Items from a data source:
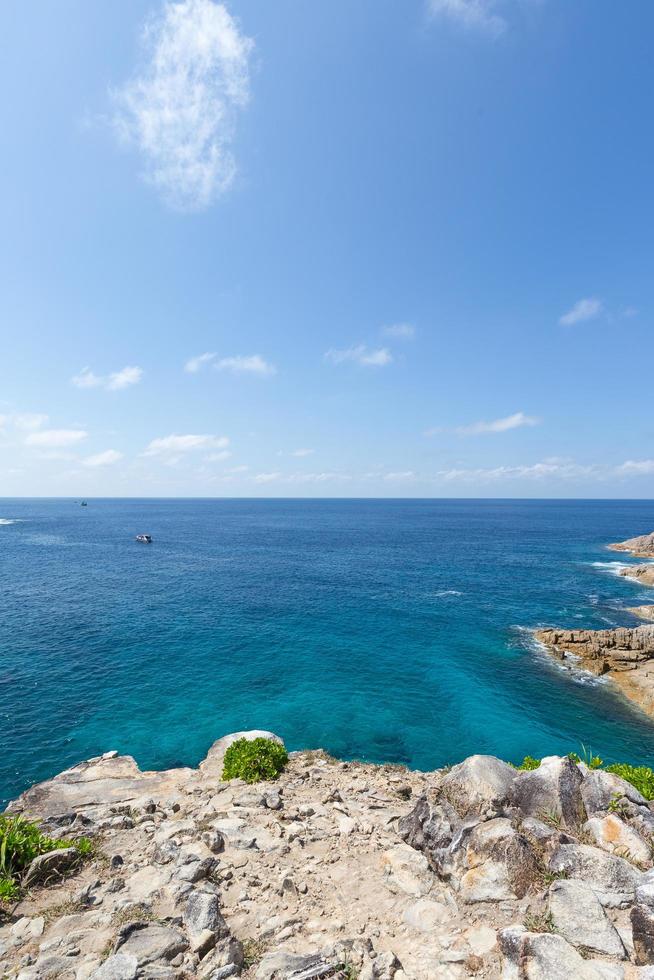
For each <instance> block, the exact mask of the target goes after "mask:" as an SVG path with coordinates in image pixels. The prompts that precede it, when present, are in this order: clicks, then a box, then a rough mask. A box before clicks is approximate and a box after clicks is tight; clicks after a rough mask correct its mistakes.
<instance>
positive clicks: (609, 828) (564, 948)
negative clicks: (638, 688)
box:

### [What is expected]
Lay out every line of the entries above as a numbered list, skipping blank lines and leaving out the pictures.

### [Response below]
1. For each <instance> block, the exact mask of the target goes after "mask:" as an SVG path with coordinates in image pixels. The prompts that precede it, when present, are in this order: clicks, then a box, then a rough mask. A box before clicks is approximate and a box after clicks is tight; clicks after a rough mask correct its mistakes.
2. <instance>
3. positive clicks: (609, 828) (564, 948)
4. negative clicks: (638, 688)
5. box:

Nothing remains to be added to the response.